Rename "glass canopy roof" to "skylight roof" in the material between the lines holding "seg: glass canopy roof" and "[[276, 2], [378, 144], [658, 127], [654, 0]]", inclusive, and return those lines with nothing else altered.

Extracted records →
--- START ---
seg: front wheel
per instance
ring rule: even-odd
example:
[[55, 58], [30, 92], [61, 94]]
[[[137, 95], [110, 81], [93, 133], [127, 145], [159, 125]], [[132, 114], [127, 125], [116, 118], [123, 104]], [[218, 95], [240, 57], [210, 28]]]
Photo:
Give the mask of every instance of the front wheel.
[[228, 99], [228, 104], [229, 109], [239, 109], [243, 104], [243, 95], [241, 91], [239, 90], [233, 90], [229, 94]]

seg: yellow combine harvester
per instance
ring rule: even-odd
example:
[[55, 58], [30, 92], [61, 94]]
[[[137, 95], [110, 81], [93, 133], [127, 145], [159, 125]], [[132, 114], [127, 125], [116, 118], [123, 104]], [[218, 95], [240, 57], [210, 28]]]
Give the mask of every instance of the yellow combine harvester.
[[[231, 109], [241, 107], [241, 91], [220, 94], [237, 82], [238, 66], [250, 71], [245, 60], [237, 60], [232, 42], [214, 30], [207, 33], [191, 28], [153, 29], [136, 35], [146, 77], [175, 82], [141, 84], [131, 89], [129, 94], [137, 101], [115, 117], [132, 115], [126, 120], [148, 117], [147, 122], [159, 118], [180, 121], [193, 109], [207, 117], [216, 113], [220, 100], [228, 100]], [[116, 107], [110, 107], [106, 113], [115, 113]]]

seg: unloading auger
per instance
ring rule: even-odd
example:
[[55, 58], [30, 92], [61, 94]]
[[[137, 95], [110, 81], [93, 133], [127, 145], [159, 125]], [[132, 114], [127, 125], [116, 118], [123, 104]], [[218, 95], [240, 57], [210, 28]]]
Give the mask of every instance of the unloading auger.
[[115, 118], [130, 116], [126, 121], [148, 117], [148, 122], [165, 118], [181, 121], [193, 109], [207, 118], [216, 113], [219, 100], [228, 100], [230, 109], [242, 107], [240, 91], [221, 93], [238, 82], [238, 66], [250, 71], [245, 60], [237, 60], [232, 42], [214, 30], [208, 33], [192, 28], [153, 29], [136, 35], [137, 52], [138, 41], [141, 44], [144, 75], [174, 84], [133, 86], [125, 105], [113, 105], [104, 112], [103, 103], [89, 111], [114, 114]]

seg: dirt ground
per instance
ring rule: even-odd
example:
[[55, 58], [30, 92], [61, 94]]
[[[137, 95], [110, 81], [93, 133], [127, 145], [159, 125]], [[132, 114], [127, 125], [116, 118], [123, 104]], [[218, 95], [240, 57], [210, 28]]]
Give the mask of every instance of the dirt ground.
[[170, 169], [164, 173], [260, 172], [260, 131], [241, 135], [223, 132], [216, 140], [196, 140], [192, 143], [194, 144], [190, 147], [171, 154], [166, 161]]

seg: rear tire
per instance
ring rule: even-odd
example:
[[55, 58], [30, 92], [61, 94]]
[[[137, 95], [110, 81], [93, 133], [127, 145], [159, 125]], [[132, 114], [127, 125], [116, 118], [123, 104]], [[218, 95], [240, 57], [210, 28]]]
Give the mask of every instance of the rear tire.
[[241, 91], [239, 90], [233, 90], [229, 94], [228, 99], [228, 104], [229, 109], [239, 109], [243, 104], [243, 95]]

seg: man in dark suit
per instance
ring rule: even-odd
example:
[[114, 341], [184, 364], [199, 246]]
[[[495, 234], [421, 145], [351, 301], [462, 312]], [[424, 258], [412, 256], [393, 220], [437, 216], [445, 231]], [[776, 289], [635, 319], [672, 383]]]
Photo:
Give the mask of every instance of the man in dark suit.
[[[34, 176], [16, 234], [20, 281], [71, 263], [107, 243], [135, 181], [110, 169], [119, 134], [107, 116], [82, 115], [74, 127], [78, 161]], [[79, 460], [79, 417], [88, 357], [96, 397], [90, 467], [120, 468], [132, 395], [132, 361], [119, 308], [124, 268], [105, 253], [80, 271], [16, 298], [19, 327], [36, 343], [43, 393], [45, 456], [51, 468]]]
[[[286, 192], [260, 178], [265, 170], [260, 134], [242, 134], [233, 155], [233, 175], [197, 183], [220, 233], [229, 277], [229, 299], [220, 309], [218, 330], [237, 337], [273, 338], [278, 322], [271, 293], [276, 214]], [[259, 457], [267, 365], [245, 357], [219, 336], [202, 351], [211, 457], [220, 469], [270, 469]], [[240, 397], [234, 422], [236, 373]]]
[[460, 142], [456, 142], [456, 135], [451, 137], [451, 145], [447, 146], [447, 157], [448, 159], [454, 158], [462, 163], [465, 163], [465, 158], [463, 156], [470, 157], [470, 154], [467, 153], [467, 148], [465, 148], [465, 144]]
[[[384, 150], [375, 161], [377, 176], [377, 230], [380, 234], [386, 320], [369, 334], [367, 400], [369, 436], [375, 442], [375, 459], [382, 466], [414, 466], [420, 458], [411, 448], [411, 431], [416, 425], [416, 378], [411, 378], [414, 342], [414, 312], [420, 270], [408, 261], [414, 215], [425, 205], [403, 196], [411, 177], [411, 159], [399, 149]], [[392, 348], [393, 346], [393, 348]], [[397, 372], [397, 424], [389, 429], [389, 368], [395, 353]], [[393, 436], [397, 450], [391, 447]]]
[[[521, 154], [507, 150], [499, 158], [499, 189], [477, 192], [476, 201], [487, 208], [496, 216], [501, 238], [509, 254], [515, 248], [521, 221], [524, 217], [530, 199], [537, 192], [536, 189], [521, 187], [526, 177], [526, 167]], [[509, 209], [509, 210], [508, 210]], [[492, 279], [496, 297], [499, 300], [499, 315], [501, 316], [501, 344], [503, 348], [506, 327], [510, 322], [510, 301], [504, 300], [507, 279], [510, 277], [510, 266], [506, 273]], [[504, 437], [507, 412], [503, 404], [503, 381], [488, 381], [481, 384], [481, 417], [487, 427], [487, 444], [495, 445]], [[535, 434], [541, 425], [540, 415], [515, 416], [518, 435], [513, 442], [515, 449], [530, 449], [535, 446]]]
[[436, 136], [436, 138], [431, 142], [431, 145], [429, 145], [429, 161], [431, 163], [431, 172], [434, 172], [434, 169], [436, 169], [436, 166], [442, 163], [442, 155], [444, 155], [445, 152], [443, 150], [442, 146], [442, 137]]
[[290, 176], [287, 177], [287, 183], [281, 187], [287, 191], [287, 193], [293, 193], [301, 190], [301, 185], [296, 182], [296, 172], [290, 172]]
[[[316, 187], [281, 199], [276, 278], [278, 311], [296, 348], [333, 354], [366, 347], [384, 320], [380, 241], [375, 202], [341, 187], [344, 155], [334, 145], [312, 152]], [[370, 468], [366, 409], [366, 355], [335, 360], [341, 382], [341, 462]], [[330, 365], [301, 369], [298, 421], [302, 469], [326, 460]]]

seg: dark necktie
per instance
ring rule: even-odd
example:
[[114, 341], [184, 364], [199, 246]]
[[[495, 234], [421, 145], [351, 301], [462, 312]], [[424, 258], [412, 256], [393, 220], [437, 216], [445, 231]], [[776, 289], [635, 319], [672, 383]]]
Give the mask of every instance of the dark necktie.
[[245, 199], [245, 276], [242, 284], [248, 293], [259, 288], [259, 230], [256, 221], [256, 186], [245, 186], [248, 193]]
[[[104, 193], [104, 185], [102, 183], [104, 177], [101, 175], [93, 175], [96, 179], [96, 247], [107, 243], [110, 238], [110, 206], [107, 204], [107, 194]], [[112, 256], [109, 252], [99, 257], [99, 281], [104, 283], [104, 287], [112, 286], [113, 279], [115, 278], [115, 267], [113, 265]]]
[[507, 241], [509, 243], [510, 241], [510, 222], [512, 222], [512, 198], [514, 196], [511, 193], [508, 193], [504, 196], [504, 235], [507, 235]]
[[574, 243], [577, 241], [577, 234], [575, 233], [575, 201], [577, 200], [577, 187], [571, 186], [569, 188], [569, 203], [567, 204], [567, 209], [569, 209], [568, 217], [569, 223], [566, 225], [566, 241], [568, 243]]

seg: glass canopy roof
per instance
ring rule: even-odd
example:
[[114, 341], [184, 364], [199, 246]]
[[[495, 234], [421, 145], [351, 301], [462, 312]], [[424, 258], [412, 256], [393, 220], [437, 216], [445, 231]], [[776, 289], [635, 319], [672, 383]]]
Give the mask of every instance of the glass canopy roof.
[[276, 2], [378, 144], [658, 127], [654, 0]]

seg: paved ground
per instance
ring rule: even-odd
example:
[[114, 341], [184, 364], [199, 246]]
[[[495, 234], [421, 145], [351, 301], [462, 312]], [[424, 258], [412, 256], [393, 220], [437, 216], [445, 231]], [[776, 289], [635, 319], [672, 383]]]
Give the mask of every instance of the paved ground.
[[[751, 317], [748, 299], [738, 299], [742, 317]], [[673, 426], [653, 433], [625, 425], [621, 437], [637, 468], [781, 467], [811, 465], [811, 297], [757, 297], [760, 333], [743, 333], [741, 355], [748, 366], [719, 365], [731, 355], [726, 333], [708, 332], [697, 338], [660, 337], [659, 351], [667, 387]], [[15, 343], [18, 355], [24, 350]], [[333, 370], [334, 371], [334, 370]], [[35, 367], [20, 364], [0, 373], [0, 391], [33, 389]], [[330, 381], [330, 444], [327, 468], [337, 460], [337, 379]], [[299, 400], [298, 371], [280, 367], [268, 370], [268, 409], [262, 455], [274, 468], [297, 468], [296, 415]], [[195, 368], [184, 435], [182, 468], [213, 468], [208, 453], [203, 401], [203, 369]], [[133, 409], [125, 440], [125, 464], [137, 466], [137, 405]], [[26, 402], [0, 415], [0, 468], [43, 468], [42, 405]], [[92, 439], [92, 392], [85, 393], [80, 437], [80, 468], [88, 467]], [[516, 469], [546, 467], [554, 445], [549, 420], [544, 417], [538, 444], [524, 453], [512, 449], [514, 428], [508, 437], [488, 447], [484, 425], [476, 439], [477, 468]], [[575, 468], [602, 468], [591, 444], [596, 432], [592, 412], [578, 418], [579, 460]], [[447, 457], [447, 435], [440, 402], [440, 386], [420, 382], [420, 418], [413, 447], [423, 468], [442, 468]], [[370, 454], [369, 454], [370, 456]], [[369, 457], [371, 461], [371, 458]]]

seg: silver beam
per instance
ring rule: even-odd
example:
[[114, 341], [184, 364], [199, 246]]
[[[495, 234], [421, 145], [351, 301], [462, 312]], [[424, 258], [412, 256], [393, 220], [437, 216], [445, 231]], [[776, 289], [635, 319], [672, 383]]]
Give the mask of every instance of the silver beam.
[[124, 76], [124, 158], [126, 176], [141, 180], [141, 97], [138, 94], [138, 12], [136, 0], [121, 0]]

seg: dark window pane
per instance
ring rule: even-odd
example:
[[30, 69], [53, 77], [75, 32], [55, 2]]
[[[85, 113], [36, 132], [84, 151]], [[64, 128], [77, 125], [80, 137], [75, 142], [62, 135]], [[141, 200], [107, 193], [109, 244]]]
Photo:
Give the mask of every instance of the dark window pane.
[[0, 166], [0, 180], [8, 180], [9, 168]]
--- END ---
Exercise result →
seg: skylight roof
per instance
ring rule: even-odd
example:
[[114, 341], [184, 364], [199, 246]]
[[[495, 234], [421, 145], [351, 301], [462, 312]], [[424, 258], [412, 256], [393, 220], [437, 216], [445, 231]], [[776, 289], [635, 319], [672, 383]]]
Give the mask of every instance of the skylight roof.
[[276, 2], [378, 144], [658, 127], [654, 0]]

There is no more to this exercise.